*Goal*. Can you repeat each of the entries below word for word, leaving the pictures out of your answer?

*Data records*.
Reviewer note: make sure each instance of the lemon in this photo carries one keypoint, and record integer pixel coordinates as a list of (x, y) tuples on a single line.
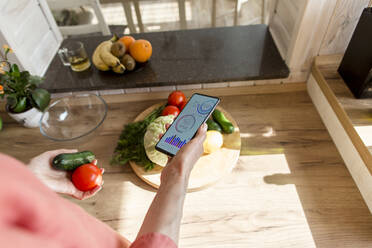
[(213, 141)]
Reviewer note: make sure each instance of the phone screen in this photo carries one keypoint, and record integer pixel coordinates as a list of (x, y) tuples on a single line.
[(184, 127)]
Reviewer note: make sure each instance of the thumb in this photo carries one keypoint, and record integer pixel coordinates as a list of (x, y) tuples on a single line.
[(200, 135)]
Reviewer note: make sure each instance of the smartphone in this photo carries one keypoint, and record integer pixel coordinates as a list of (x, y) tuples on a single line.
[(184, 127)]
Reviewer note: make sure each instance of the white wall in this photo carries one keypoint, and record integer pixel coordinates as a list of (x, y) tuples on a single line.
[(30, 31)]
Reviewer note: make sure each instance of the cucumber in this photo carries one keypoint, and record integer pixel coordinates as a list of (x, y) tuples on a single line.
[(70, 161), (212, 125), (225, 124)]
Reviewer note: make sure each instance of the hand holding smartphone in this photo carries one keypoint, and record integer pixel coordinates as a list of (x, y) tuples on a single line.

*Answer in full*.
Reviewer note: make sure each instance of the lemon in this photo carries one keypoint, and record integer pixel coordinates as a list of (x, y) tuples on a single line.
[(213, 141)]
Reviewer note: make sure each instance of the phone screen in this photo carries one keypoint, and record integer pixel coordinates as a list of (x, y) tuples on a single line.
[(184, 127)]
Reviewer note: make sure each instance of the thumb in this photo carries one keypoint, and record integer pixel coordinates as a list of (x, y) tuples on a single line.
[(200, 135)]
Reviewer note: make sure each instance of the smartphone in this photo carries one keypoint, and record integer pixel coordinates as a list of (x, y) tuples on a single line.
[(184, 127)]
Reviewer note: make sure each instance of the white wall in this photo carries one keypoint, and record integer pixel coordinates as a list of (x, y) tuples on a single line.
[(30, 31)]
Reviewer note: make sure each instance of the cucumber in this photo carries one keypoint, and record integer pixel coordinates as a list of (x, y) tuples on a single line.
[(70, 161), (212, 125), (225, 124)]
Reviewer note: make sure each instance of the hand holding smartphone in this photo carries one keypoint, and record integer pixel coordinates as a list of (x, y) tuples on a single line.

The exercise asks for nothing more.